Instructions for the task: The line holding "of the grass" is the last one to output; start at the first line of the data, keep every line in between exactly, and leave out pictures.

Input material:

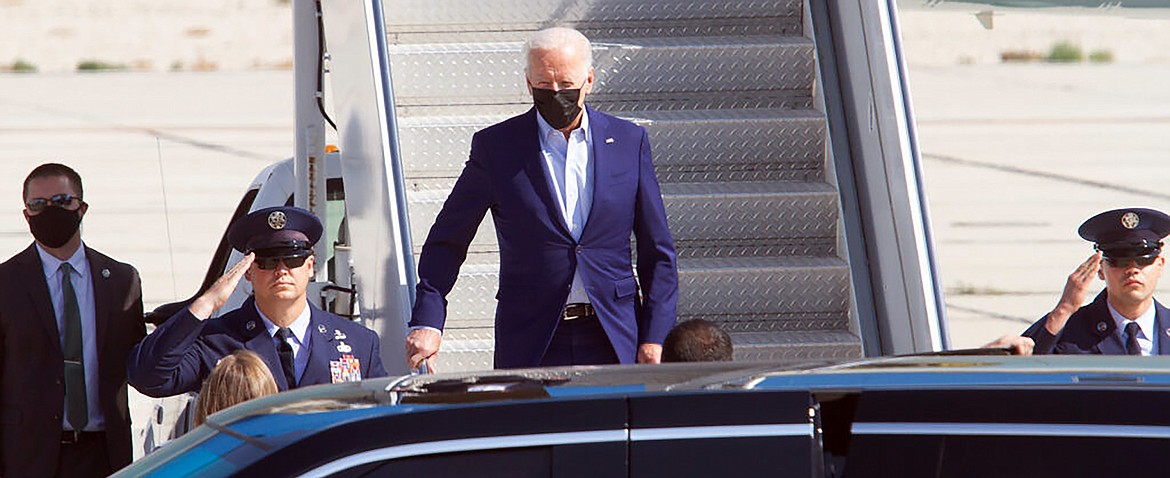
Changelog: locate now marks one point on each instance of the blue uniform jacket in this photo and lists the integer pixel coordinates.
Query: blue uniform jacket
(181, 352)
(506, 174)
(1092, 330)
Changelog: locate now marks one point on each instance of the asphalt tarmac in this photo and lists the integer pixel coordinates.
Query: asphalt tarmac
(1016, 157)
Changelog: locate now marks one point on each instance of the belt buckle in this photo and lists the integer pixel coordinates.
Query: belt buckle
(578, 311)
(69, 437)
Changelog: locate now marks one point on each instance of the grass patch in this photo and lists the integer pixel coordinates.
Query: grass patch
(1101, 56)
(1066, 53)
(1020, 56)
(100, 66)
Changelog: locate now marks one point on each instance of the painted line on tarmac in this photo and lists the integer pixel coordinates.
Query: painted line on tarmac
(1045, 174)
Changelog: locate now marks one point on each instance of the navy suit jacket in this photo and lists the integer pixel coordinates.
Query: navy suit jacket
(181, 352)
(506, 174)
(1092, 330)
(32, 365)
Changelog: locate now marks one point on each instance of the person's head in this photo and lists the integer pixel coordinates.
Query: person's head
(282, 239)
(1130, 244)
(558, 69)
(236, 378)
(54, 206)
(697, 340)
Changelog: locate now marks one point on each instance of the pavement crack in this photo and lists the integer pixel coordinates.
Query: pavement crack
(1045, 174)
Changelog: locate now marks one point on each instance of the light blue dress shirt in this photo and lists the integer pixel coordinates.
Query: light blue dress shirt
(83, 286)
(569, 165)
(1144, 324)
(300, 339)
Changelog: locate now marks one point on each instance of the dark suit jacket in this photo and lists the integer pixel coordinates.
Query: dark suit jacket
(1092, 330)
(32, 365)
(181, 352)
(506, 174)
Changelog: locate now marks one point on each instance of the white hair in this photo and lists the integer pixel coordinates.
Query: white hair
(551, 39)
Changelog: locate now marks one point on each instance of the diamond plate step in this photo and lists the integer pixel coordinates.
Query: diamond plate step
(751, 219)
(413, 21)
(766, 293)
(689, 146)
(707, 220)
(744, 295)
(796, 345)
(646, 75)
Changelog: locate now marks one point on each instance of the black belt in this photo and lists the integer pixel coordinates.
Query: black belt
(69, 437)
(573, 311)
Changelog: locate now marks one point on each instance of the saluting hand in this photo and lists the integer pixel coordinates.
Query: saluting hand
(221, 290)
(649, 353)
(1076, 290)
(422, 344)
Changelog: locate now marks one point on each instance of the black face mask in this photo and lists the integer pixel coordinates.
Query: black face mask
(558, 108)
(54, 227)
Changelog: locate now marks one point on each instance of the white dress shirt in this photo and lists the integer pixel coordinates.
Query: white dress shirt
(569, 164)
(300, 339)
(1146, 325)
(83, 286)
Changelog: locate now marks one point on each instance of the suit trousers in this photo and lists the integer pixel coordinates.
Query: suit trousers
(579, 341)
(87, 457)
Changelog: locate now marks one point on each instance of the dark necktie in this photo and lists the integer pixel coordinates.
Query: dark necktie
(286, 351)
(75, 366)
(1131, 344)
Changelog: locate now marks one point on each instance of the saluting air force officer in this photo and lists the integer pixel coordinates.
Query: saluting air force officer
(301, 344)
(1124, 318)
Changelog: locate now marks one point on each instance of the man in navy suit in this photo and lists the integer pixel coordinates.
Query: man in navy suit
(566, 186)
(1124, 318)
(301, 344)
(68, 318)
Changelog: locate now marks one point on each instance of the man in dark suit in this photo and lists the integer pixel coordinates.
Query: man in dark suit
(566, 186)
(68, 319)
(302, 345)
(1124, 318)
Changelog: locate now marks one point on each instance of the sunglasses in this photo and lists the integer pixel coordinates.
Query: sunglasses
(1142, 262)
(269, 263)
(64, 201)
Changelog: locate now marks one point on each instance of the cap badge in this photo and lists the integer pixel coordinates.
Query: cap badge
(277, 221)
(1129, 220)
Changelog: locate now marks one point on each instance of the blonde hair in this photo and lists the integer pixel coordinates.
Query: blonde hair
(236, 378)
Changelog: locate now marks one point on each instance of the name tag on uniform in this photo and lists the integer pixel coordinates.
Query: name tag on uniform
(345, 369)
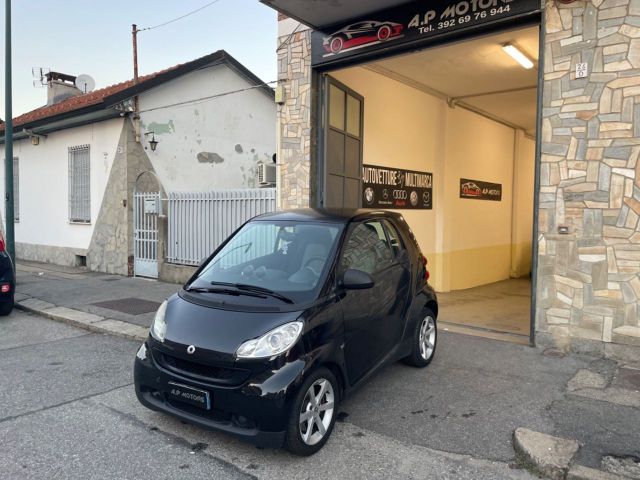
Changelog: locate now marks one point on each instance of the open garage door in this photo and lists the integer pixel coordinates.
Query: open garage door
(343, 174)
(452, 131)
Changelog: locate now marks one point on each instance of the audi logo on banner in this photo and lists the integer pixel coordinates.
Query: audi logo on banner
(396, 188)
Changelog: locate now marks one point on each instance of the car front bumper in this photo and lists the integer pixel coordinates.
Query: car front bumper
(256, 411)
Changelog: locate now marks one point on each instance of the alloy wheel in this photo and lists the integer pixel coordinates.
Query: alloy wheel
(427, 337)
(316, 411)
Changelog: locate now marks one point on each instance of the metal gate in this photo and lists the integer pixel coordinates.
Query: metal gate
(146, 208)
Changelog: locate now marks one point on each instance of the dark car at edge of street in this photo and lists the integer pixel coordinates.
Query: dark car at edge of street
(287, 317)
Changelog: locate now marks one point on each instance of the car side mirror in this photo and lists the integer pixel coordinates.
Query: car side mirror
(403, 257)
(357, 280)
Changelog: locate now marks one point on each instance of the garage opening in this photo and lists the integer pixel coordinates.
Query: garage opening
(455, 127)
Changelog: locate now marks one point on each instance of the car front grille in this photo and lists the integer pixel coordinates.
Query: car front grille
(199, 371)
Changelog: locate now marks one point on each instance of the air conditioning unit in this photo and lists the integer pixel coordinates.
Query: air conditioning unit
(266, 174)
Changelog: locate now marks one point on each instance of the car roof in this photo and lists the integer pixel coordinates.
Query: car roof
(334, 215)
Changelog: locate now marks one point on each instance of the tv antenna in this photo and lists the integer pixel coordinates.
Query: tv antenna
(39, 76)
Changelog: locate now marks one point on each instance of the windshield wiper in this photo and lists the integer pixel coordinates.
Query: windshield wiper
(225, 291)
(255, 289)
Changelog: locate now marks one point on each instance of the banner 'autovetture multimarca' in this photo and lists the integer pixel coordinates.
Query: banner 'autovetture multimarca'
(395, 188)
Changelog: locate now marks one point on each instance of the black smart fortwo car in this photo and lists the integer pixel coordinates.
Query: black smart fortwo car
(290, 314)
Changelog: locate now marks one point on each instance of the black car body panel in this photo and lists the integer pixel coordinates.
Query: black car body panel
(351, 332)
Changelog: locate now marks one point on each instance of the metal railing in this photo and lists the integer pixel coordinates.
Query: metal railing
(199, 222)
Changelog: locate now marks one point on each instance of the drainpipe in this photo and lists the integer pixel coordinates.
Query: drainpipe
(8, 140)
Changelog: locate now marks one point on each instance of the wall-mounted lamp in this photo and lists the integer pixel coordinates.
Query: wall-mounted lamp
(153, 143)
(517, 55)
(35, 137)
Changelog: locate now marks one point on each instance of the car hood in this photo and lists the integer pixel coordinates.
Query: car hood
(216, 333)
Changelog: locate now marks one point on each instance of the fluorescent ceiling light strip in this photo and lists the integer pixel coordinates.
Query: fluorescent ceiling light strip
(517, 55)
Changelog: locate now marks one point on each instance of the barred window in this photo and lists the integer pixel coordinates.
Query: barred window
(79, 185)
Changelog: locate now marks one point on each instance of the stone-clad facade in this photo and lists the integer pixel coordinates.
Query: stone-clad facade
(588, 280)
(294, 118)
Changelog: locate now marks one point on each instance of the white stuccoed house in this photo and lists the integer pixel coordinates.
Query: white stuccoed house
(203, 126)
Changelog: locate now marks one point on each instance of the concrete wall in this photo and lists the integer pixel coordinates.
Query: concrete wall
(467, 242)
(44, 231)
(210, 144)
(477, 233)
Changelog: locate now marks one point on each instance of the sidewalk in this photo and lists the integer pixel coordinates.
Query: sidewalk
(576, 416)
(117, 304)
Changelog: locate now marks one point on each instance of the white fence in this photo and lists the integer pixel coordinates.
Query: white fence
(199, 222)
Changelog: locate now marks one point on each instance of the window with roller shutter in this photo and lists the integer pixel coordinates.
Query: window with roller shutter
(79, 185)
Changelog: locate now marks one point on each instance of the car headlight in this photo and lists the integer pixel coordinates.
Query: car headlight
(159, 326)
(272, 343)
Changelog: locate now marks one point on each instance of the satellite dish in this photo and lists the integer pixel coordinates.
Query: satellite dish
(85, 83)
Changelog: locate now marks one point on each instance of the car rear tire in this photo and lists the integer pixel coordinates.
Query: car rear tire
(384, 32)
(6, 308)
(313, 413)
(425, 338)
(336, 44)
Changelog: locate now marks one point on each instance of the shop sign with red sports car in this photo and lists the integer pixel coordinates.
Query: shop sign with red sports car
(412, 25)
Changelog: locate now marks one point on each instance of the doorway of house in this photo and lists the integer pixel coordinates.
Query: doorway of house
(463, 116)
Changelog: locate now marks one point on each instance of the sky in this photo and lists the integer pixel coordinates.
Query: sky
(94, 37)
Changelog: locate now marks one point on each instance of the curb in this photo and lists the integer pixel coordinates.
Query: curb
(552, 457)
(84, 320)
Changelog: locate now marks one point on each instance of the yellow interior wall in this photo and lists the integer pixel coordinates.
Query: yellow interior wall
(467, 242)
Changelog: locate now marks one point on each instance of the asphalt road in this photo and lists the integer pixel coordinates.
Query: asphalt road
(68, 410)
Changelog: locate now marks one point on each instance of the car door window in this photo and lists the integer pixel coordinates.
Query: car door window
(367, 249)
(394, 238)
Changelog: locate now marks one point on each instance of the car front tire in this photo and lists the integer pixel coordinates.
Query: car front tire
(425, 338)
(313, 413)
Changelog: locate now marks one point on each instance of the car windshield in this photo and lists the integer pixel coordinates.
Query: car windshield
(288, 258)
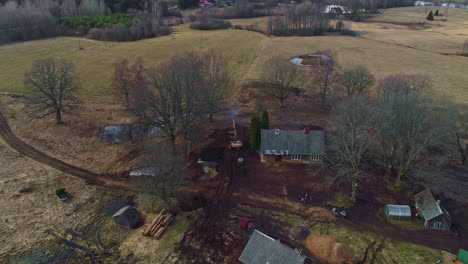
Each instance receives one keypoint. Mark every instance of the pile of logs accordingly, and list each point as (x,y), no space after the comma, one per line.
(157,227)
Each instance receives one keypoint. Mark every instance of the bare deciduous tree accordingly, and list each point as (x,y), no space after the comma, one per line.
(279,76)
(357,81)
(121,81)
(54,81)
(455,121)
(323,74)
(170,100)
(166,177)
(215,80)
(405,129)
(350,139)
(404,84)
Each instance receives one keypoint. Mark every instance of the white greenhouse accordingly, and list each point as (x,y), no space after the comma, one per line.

Exercise output:
Changelog: locate now marks one point on each instance of the blue uniform jacket in this photo and lists the integer pixel coordinates.
Query: blue uniform jacket
(181, 352)
(506, 174)
(1092, 330)
Changelog: locate now marks one point on each instance of the asphalt tarmac in this photo and lists the integer pixel coordinates.
Query: asphalt tarmac
(1016, 157)
Changelog: locate now marks one point on each instance of the belt buckle in this photo and lists the integer pixel coordinates.
Query: belt buckle
(578, 311)
(69, 437)
Changelog: locate now marks one point on each instance of the grass patch in this photo and lists the integer pixel coordinates.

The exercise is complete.